■ **Set exercise**
Repeat the lines of the records below verbatim, from the line containing "outline --target=girl's crossed" through the end of the records, including both ends.

(Segmentation labeling records)
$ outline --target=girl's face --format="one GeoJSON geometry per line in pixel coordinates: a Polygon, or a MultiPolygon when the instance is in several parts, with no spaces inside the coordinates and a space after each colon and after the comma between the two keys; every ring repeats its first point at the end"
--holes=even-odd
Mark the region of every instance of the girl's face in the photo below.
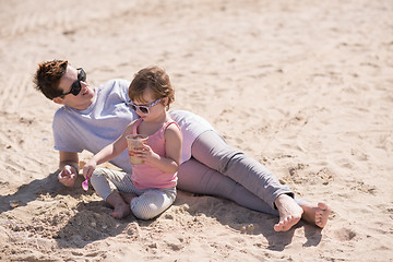
{"type": "Polygon", "coordinates": [[[143,93],[143,102],[134,100],[134,105],[136,106],[136,114],[144,121],[155,121],[160,120],[165,116],[165,103],[167,100],[166,97],[157,100],[153,96],[153,92],[150,88],[146,88],[143,93]],[[146,112],[145,108],[141,110],[138,106],[144,106],[148,108],[148,112],[146,112]]]}

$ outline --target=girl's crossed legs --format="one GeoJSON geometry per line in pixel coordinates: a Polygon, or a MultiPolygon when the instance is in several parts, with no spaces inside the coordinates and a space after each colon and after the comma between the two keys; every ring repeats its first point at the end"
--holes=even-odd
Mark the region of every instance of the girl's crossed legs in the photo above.
{"type": "Polygon", "coordinates": [[[124,217],[131,210],[138,218],[151,219],[167,210],[176,199],[176,188],[138,189],[127,172],[107,168],[95,169],[91,182],[96,192],[114,205],[111,215],[117,218],[124,217]]]}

■ **Solution for this exercise**
$ outline --target=girl's crossed legs --format="one GeoJSON geometry per line in pixel coordinates: a Polygon, or a MultiPolygon when the instance is in several parts, with no spaces inside the coordinates and a space after each colon and after the comma between the two keys; every ring repeats its first point at the end"
--holes=even-odd
Mark the region of every instance of the girl's crossed legs in the photo above.
{"type": "Polygon", "coordinates": [[[124,217],[131,210],[138,218],[151,219],[167,210],[176,199],[176,188],[138,189],[127,172],[107,168],[95,169],[91,182],[96,192],[114,205],[111,215],[117,218],[124,217]]]}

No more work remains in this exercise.